» **PASSAGE FOURNI**
.....

Je suis défavorable à votre amendement.
Pour l'anecdote, savez-vous qu'Ambroise Croizat a été le ministre chargé de mettre en oeuvre les ordonnances de création de la sécurité sociale ? Avec Pierre Laroque, il a eu un rôle absolument décisif.
Monsieur Jumel, l'histoire a du sens ! Pierre Laroque et, surtout, Ambroise Croizat, affirmaient déjà que la sécurité sociale devait sécuriser le travailleur et toute sa famille, afin qu'il puisse rapporter à cette dernière des moyens de subsistance. Bien sûr, on n'avait pas encore pensé au risque dépendance – à l'époque, on mourait beaucoup plus jeune et on ne profitait pas de sa retraite comme aujourd'hui. Mais le travailleur était protégé du risque d'accidents professionnels, de maladies professionnelles, de maladie. On était encore assez loin des allocations familiales et de la politique familiale, mais on avait déjà perçu que la sécurité sociale serait amenée à se développer.
Dans ses discours – c'est intéressant – Ambroise Croizat disait que le marché et le monde du travail évolueraient, que les risques sociaux évolueraient et qu'il faudrait que la sécurité sociale évolue avec eux. Cela explique la création ultérieure du risque famille et, demain, du risque dépendance, ainsi que la fiscalisation progressive de la protection sociale.
Depuis Ambroise Croizat, le monde a évolué, monsieur Jumel, et lui avait été capable de l'anticiper.
Je veux bien entendre l'exégèse des grands textes historiques, notamment ceux d'Ambroise Croizat, mais j'aimerais qu'on respecte sa mémoire...
S'agissant des ordonnances, on peut toujours comparer la Libération, la fin de l'occupation, un pays désorganisé qu'il fallait reconstruire, et la période actuelle, mais nous ne sommes pas dans la même situation ! Si le Gouvernement a légiféré par ordonnances à l'époque, c'est que les espaces de délibération dont nous disposons n'existaient pas. L'artifice est donc facile !
Vous citez un des grands discours d'Ambroise Croizat sur l'unité de la sécurité sociale, à laquelle vous portez atteinte avec ce projet de loi, en remettant en cause l'unité de l'action face à l'ensemble des risques cités à l'instant par Olivier Véran : risque maladie, risque d'accident du travail, risques liés à la vieillesse et prise en compte de certains passages de la vie. Vous n'êtes pas les exécuteurs testamentaires d'Ambroise Croizat, vous en êtes les exécuteurs tout court !
Comme Ambroise Croizat, nous plaidons pour un système beaucoup plus large et plus universel. Comme lui, nous pensons que la sécurité sociale doit évoluer et mieux prendre en charge certains risques. Mais ce n'est pas le chemin que vous prenez, ni celui que vous avez suivi depuis deux ans et demi !
Nos camarades communistes ont raison : on atteint un niveau hallucinant dans l'inversion des références en Macronie ! Peut-être ne vous en rendez-vous pas compte quand vous vous félicitez de légiférer par ordonnances, mais vous vous mettez dans la position d'un gouvernement issu d'une guerre – une guerre de classe que vous achevez peut-être –, alors qu'il n'existait pas de représentation démocratique.

.....

» **EXPLORER LE MATÉRIAU**
• A. Modifiez le passage de l'extrait du débat parlementaire compris entre « Nos camarades communistes » et « de représentation démocratique. », inclus, en y remplaçant « camarades » par « collègues ».
• B. Prolongez l'extrait du débat parlementaire sur la sécurité sociale après sa dernière phrase.

.....

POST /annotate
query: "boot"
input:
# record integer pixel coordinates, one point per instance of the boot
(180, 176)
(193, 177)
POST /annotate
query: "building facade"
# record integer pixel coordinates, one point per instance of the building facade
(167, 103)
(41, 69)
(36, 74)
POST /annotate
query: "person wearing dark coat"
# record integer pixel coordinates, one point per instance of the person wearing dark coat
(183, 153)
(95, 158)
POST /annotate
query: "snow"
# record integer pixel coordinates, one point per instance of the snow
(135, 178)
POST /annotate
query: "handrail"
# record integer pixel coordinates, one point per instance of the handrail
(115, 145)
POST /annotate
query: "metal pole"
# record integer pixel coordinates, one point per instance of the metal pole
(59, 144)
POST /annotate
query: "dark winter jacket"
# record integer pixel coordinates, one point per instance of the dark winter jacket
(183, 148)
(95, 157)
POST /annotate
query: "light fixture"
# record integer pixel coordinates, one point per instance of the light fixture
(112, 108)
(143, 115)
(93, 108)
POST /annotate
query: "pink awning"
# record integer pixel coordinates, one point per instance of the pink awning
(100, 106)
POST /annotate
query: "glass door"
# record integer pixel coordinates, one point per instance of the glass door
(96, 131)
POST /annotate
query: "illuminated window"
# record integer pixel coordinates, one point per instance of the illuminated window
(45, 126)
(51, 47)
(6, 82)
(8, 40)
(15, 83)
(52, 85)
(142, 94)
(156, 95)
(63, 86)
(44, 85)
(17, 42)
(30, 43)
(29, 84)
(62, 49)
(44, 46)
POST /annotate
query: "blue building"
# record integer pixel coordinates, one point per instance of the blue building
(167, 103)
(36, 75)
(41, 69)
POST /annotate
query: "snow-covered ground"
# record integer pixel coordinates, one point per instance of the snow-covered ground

.....

» **RÉPONSES PAR NUMÉRO**
• A.
Nos collègues communistes ont raison : on atteint un niveau hallucinant dans l'inversion des références en Macronie ! Peut-être ne vous en rendez-vous pas compte quand vous vous félicitez de légiférer par ordonnances, mais vous vous mettez dans la position d'un gouvernement issu d'une guerre – une guerre de classe que vous achevez peut-être –, alors qu'il n'existait pas de représentation démocratique.

• B.
C'est vraiment révélateur de votre état d'esprit. Votre réponse justifie encore plus notre demande de suppression de ces principes que vous dévoyez ! Vous parlez d'universalité mais, à l'époque, on visait le meilleur pour tous, y compris les fameux régimes spéciaux. En stigmatisant et en détruisant les régimes spéciaux, votre universalité est moins-disante. C'est tout le contraire de ce à quoi rêvait et de ce pour quoi se sont battus et ont travaillé la majorité des pères fondateurs de la sécurité sociale.
Chacune de vos interventions justifie que nous supprimions alinéa par alinéa, principe dévoyé après principe dévoyé, l'ensemble de ce projet de loi.
Je voudrais vous lire des extraits de la lettre ouverte de Pierre Caillaud-Croizat, petit-fils d'Ambroise Croizat. (Murmures.)
Il n'y a pas de problème, tout le monde s'écoute. Monsieur Jumel, vous interrompez aussi les autres tout le temps !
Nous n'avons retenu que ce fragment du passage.